* [Task prompt] Each entry below is to be duplicated verbatim.

◇ ◇ ◇ ◇

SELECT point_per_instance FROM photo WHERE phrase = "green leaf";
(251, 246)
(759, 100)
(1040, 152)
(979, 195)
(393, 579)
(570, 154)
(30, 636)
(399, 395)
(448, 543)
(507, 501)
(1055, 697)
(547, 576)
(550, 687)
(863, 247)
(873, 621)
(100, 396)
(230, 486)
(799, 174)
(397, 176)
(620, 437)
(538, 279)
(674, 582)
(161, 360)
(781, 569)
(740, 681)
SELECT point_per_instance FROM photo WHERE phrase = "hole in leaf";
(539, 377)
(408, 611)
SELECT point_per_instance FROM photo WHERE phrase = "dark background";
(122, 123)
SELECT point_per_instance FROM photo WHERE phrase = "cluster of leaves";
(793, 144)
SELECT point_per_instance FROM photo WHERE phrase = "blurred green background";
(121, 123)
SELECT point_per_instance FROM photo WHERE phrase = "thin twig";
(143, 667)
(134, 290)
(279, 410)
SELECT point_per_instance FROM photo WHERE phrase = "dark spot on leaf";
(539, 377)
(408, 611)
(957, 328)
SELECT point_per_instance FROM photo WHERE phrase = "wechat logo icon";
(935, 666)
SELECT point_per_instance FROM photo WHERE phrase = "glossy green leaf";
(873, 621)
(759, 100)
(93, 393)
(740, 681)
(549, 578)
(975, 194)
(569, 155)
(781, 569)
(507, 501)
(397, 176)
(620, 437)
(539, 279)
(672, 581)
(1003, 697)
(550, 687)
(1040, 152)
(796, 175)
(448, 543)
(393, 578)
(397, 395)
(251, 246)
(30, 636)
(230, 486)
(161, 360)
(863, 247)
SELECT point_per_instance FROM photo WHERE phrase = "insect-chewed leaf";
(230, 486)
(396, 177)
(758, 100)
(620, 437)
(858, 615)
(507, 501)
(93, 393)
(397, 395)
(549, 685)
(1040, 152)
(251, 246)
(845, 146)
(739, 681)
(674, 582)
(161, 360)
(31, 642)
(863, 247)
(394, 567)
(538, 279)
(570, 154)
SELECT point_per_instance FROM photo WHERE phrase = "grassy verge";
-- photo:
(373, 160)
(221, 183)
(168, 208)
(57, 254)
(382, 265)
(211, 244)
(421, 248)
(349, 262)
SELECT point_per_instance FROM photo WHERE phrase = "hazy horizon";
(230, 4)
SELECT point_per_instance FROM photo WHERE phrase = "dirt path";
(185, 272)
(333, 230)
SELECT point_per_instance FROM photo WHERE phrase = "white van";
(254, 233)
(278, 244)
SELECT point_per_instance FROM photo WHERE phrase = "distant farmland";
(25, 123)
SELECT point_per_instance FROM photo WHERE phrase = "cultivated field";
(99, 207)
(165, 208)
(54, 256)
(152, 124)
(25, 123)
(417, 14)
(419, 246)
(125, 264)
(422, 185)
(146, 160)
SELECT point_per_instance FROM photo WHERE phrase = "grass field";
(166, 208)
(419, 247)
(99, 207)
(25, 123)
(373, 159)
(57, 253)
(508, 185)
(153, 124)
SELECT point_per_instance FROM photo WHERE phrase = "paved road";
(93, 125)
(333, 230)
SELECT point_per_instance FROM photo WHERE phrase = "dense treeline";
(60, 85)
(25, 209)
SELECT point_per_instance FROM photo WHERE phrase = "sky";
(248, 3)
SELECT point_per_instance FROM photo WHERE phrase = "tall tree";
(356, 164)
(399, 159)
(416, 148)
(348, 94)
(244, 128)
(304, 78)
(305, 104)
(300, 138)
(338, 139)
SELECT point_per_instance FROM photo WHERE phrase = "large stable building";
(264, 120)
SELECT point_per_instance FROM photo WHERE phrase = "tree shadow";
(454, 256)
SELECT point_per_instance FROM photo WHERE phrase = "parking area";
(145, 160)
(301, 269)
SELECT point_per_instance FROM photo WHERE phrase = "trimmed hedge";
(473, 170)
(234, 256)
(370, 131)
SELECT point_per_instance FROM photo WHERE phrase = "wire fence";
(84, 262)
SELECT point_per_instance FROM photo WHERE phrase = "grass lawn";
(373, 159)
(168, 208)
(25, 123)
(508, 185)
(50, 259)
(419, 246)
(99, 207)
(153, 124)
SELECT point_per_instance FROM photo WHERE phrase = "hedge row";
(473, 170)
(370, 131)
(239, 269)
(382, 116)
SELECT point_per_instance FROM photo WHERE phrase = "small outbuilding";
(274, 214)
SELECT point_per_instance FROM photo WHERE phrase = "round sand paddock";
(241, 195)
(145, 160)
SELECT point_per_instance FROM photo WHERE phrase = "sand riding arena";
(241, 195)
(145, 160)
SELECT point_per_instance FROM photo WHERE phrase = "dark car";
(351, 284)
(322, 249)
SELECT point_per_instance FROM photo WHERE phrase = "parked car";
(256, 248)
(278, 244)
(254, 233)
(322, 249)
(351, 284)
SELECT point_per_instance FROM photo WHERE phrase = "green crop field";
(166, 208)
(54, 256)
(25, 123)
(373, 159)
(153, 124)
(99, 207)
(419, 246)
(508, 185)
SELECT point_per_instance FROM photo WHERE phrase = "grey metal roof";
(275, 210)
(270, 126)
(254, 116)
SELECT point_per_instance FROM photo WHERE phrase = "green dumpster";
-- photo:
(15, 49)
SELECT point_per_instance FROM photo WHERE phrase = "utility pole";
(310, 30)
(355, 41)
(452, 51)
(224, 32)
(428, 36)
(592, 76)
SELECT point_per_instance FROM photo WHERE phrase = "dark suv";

◇ ◇ ◇ ◇

* [Answer to the exercise]
SELECT point_per_instance FROM photo WHERE phrase = "green leaf";
(251, 246)
(759, 100)
(1040, 152)
(979, 195)
(393, 579)
(570, 154)
(30, 636)
(399, 395)
(448, 543)
(507, 501)
(1055, 697)
(547, 576)
(550, 687)
(863, 247)
(873, 621)
(100, 396)
(230, 486)
(799, 174)
(397, 176)
(620, 437)
(538, 279)
(674, 582)
(161, 360)
(781, 569)
(740, 681)
SELECT point_per_instance FROM photo WHERE phrase = "hole in leaf";
(539, 377)
(408, 611)
SELECT point_per_instance FROM photo WHERE phrase = "dark background";
(122, 123)
SELECT point_per_instance FROM photo WHERE phrase = "cluster of leaves";
(793, 144)
SELECT point_per_instance FROM photo WHERE phrase = "blurred green background";
(121, 123)
SELECT point_per_instance FROM photo WHERE phrase = "thin twig";
(143, 667)
(134, 290)
(279, 410)
SELECT point_per_instance FROM photo WHERE phrase = "dark spot on leaf";
(539, 377)
(408, 611)
(957, 328)
SELECT point_per_instance FROM photo WHERE phrase = "wechat logo icon";
(935, 666)
SELECT point_per_instance FROM photo WHERE phrase = "glossy green leaf";
(873, 621)
(759, 100)
(93, 393)
(740, 681)
(549, 578)
(975, 194)
(569, 155)
(781, 569)
(507, 501)
(397, 176)
(620, 437)
(539, 279)
(672, 581)
(1003, 697)
(550, 687)
(1040, 152)
(796, 175)
(448, 543)
(393, 578)
(397, 395)
(251, 246)
(30, 636)
(230, 486)
(161, 360)
(863, 247)
SELECT point_per_instance FROM photo WHERE phrase = "insect-chewed leaf";
(230, 486)
(396, 177)
(758, 100)
(620, 437)
(858, 615)
(507, 501)
(93, 393)
(397, 395)
(549, 685)
(1040, 152)
(251, 246)
(845, 146)
(739, 681)
(674, 582)
(161, 360)
(31, 642)
(863, 247)
(394, 567)
(538, 279)
(570, 154)
SELECT point_per_instance FROM photo WHERE phrase = "grassy verge";
-- photo:
(373, 160)
(221, 183)
(168, 208)
(57, 254)
(382, 265)
(211, 244)
(421, 248)
(349, 262)
SELECT point_per_instance FROM photo WHERE phrase = "hazy horizon";
(230, 4)
SELECT point_per_instance FROM photo WHERE phrase = "dirt path";
(185, 272)
(333, 230)
SELECT point_per_instance FROM photo WHERE phrase = "white van";
(254, 233)
(278, 244)
SELECT point_per_instance FROM photo WHERE phrase = "distant farmland";
(25, 123)
SELECT point_per_instance FROM photo WHERE phrase = "cultivated field";
(99, 207)
(165, 208)
(54, 256)
(152, 124)
(25, 123)
(417, 14)
(419, 246)
(125, 264)
(422, 185)
(146, 160)
SELECT point_per_instance FROM photo WHERE phrase = "grass field";
(166, 208)
(419, 247)
(99, 207)
(25, 123)
(373, 159)
(57, 253)
(508, 185)
(153, 124)
SELECT point_per_instance FROM photo WHERE phrase = "paved road";
(93, 125)
(333, 230)
SELECT point_per_instance FROM photo WHERE phrase = "dense treeline";
(60, 85)
(25, 209)
SELECT point_per_instance FROM photo WHERE phrase = "sky";
(248, 3)
SELECT point_per_instance FROM photo WHERE phrase = "tall tree";
(356, 164)
(399, 159)
(416, 148)
(348, 94)
(244, 128)
(304, 78)
(305, 104)
(300, 138)
(338, 139)
SELECT point_per_instance FROM photo WHERE phrase = "large stable building";
(264, 120)
SELECT point_per_instance FROM photo WHERE phrase = "tree shadow";
(454, 256)
SELECT point_per_instance FROM photo WHERE phrase = "parking area";
(145, 160)
(301, 269)
SELECT point_per_instance FROM photo WHERE phrase = "trimmed hedge";
(473, 170)
(234, 256)
(370, 131)
SELECT point_per_instance FROM photo WHERE phrase = "wire fence";
(84, 262)
SELECT point_per_instance FROM photo WHERE phrase = "grass lawn";
(373, 159)
(168, 208)
(25, 123)
(508, 185)
(50, 259)
(419, 246)
(99, 207)
(153, 124)
SELECT point_per_instance FROM photo WHERE phrase = "hedge row";
(473, 170)
(370, 131)
(239, 269)
(382, 116)
SELECT point_per_instance FROM photo WHERE phrase = "small outbuilding";
(274, 214)
SELECT point_per_instance FROM photo WHERE phrase = "round sand paddock";
(241, 195)
(145, 160)
SELECT point_per_instance FROM photo WHERE phrase = "sand riding arena";
(241, 195)
(145, 160)
SELECT point_per_instance FROM photo WHERE phrase = "dark car";
(351, 284)
(322, 249)
SELECT point_per_instance FROM photo WHERE phrase = "parked car";
(256, 248)
(278, 244)
(254, 233)
(322, 249)
(351, 284)
SELECT point_per_instance FROM photo WHERE phrase = "green crop field";
(166, 208)
(54, 256)
(25, 123)
(373, 159)
(153, 124)
(99, 207)
(419, 246)
(508, 185)
SELECT point_per_instance FROM photo WHERE phrase = "grey metal roof";
(275, 210)
(270, 126)
(254, 116)
SELECT point_per_instance FROM photo WHERE phrase = "green dumpster";
-- photo:
(15, 49)
SELECT point_per_instance FROM photo WHERE phrase = "utility pole";
(310, 30)
(355, 41)
(452, 51)
(224, 32)
(428, 36)
(592, 76)
SELECT point_per_instance FROM photo WHERE phrase = "dark suv";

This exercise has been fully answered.